» **Document excerpt**
■ ■ ■ ■ ■
# orchid advice



## james67 (Jun 28, 2008)

hi all. i finally decided it was time to get an orchid. i have been lurking around J&L's site for over a year, but the price always held me back. anyway i got a Barbosella cogniauxiana because i thought due to its requirements and size that it would be a good terrarium specimen. i mounted it, as well as a small division that fell out, and have been misting once the leaves dry. the thing that kind of concerns me is that some of the leaves have a pinkish hue to them. is this normal? the plant is about 7-8 inches from a single t5 10,000 k fixture, with temps in the mid 70s. the humidity is high, but the plants do dry between mistings (6-12 hrs).

any tips or advice is greatly appreciated.

james


----------



## frogparty (Dec 27, 2007)

the pinkish hue is because the plant is in high light. Very typical of the pleurothallids.

Your care seems fine, I find that most pleurothallids do great in vivs, and as long as the viv is getting misted 3 x a week, no special care is needed


----------



## inktomi (Nov 17, 2007)

I have several of the "miniature" orchids from J&L Orchids in frog tanks under power compact florescent lighting. They all have done wonderfully so far! 

I wouldn't be afraid to order any of the miniature orchids from J&L - they all seem to do wonderfully with just simple misting in tanks.


----------



## Bob S (Mar 5, 2008)

cfl does well with orchids and getting them to flower. IMO 10000k is way too bright and will start to burn the plant if kept too close.


----------



## frogparty (Dec 27, 2007)

Im a big fan of the 6500 or 6700k myself


----------



## iljjlm (Mar 5, 2006)

I thought that the Kelvin scale (as used in lighting) was having to do with the temperature of color and not how bright something was. 

Wiki
"Higher color temperatures (5000 K or more) are "cool" (green–blue) colors, and lower color temperatures (2700–3000 K) "warm" (yellow–red) colors."

Dave


----------



## RarePlantBroker (Aug 3, 2008)

The 5500k to 6700k lights are best for most orchids. You shouldn't need any 10000k temp lights unless you are trying to bloom Cattleyas, or keep some nice red-tinted bromeliads "in color".
■ ■ ■ ■ ■
» **Dataset content**
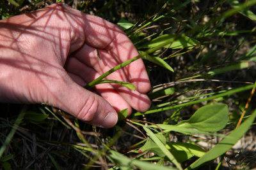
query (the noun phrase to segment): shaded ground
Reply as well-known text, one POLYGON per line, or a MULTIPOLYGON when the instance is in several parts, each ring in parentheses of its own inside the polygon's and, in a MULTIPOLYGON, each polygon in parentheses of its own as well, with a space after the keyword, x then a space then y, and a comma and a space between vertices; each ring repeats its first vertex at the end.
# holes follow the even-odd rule
MULTIPOLYGON (((51 1, 47 1, 48 4, 52 3, 51 1)), ((79 1, 74 1, 74 3, 72 1, 65 1, 66 3, 74 8, 83 10, 83 7, 80 7, 79 5, 79 1)), ((102 13, 99 16, 114 23, 116 23, 121 18, 125 18, 132 23, 136 22, 141 23, 155 14, 156 11, 164 4, 164 2, 161 3, 161 1, 156 3, 156 1, 113 1, 113 4, 105 9, 104 6, 108 4, 107 1, 91 1, 88 4, 87 12, 95 15, 101 10, 102 13)), ((176 1, 173 1, 173 3, 175 3, 176 1)), ((214 17, 211 15, 213 15, 213 13, 211 13, 211 9, 216 4, 218 1, 202 1, 198 3, 192 2, 186 6, 184 10, 177 12, 175 17, 179 18, 180 20, 188 20, 189 18, 193 19, 198 16, 207 14, 198 20, 198 22, 207 22, 209 18, 214 17)), ((22 12, 31 10, 29 3, 27 3, 27 4, 28 6, 27 7, 24 6, 22 10, 22 12)), ((12 9, 13 8, 13 6, 10 7, 12 9)), ((226 11, 230 8, 229 5, 223 4, 220 6, 218 10, 226 11)), ((255 7, 253 7, 252 10, 255 11, 255 7)), ((182 24, 186 24, 186 22, 188 21, 184 21, 182 24)), ((161 24, 169 22, 173 25, 173 28, 167 31, 167 32, 168 32, 168 31, 178 32, 179 23, 175 23, 173 20, 170 20, 170 21, 164 20, 162 22, 157 23, 157 27, 145 30, 143 32, 150 35, 152 32, 164 30, 167 26, 162 25, 161 24)), ((255 28, 255 22, 237 13, 228 18, 223 23, 222 27, 229 31, 239 31, 253 29, 255 28)), ((181 30, 181 31, 185 31, 185 29, 181 30)), ((209 43, 204 45, 204 50, 195 50, 189 53, 167 60, 175 70, 173 73, 166 71, 166 69, 155 64, 145 62, 148 69, 150 70, 150 77, 152 86, 177 81, 182 78, 189 77, 189 75, 196 71, 204 72, 207 69, 215 68, 216 66, 223 66, 223 65, 220 65, 221 61, 241 42, 243 38, 244 38, 243 43, 228 60, 228 62, 233 62, 237 60, 241 56, 245 55, 255 45, 256 41, 255 32, 241 34, 239 36, 229 36, 227 38, 215 36, 207 39, 207 41, 209 43), (201 54, 198 55, 200 53, 201 54)), ((167 57, 176 51, 176 50, 168 50, 162 57, 167 57)), ((250 64, 252 66, 247 69, 228 72, 214 76, 211 79, 218 81, 208 80, 198 82, 183 82, 175 85, 173 87, 176 91, 173 94, 159 99, 154 101, 153 104, 161 103, 166 101, 193 96, 198 89, 202 91, 202 93, 209 91, 214 92, 241 87, 244 85, 246 82, 253 83, 256 78, 255 62, 252 62, 250 64), (191 90, 189 93, 180 95, 192 85, 195 85, 195 87, 191 90)), ((232 129, 235 127, 249 96, 250 92, 246 91, 227 99, 226 102, 228 104, 231 113, 231 122, 228 125, 228 128, 232 129)), ((249 110, 253 110, 256 106, 255 97, 252 98, 251 103, 252 104, 250 106, 249 110)), ((179 120, 187 118, 203 105, 204 104, 198 104, 183 108, 180 111, 180 115, 179 115, 180 117, 179 120)), ((1 110, 0 141, 1 143, 3 143, 13 125, 17 114, 24 105, 1 104, 0 107, 1 110)), ((41 113, 39 108, 45 110, 44 106, 42 105, 28 106, 28 110, 41 113)), ((45 111, 47 111, 45 110, 45 111)), ((157 115, 149 115, 142 118, 135 118, 156 124, 161 123, 168 118, 172 112, 173 111, 168 111, 159 113, 157 115)), ((171 123, 174 123, 175 121, 173 121, 173 122, 171 123)), ((88 156, 92 155, 83 155, 78 151, 75 150, 72 146, 72 144, 76 144, 81 147, 84 146, 84 144, 78 138, 75 131, 67 128, 57 121, 53 116, 51 116, 50 119, 47 121, 44 121, 42 123, 33 124, 27 120, 27 122, 22 123, 17 129, 12 143, 8 145, 4 154, 4 155, 13 155, 13 159, 8 161, 13 169, 19 168, 20 169, 52 169, 54 161, 58 162, 57 164, 61 169, 80 169, 84 167, 84 162, 88 162, 88 156), (15 167, 17 168, 14 168, 15 167)), ((140 129, 138 127, 134 128, 129 124, 125 125, 124 122, 120 122, 119 125, 124 126, 123 129, 125 131, 122 132, 122 137, 116 141, 113 147, 120 153, 126 153, 128 150, 132 149, 132 145, 141 141, 141 139, 145 138, 138 131, 140 129)), ((116 132, 115 128, 111 129, 93 129, 92 126, 82 122, 80 122, 80 126, 81 129, 84 131, 82 132, 85 134, 88 142, 93 144, 92 146, 95 148, 101 147, 101 144, 97 138, 100 138, 102 141, 108 141, 107 136, 113 136, 116 132)), ((227 153, 226 157, 224 157, 222 166, 219 169, 252 169, 256 168, 255 132, 255 127, 253 126, 252 129, 234 146, 234 148, 227 153)), ((223 134, 227 132, 228 131, 225 130, 221 131, 223 134)), ((196 141, 200 140, 201 141, 198 144, 205 150, 209 150, 221 139, 218 138, 211 138, 211 136, 200 136, 188 139, 185 136, 175 133, 172 134, 170 138, 172 141, 186 142, 188 140, 196 141)), ((134 146, 134 148, 136 148, 134 146)), ((130 157, 135 156, 132 153, 129 155, 130 157)), ((147 156, 149 156, 149 153, 145 155, 145 157, 147 156)), ((184 166, 193 162, 195 160, 195 158, 189 160, 184 164, 184 166)), ((202 167, 201 169, 215 169, 220 159, 218 159, 212 164, 202 167)), ((111 164, 109 164, 111 166, 111 164)), ((102 166, 99 166, 99 167, 94 168, 98 169, 100 167, 102 166)))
■ ■ ■ ■ ■
» **What you will do**
1 > For each of the following statements, say whether it agrees with the orchid advice thread, answering yes or no and quoting the deciding words of the thread.
(a) The pinkish hue on the leaves is attributed to the plant being in high light.
(b) The original poster keeps the plant about 12 inches from the light fixture.
(c) RarePlantBroker says 10000k lights are needed for most orchids.
2 > In the orchid advice thread, duplicate the passage that begins with the words "I have several" and ends with "kept too close.".
The material was taken from a different source than the thread.

» **Answers provided**
1 >
(a) Yes: "the pinkish hue is because the plant is in high light."
(b) No: "the plant is about 7-8 inches from a single t5 10,000 k fixture"
(c) No: "The 5500k to 6700k lights are best for most orchids."

2 >
I have several of the "miniature" orchids from J&L Orchids in frog tanks under power compact florescent lighting. They all have done wonderfully so far! 

I wouldn't be afraid to order any of the miniature orchids from J&L - they all seem to do wonderfully with just simple misting in tanks.


----------



## Bob S (Mar 5, 2008)

cfl does well with orchids and getting them to flower. IMO 10000k is way too bright and will start to burn the plant if kept too close.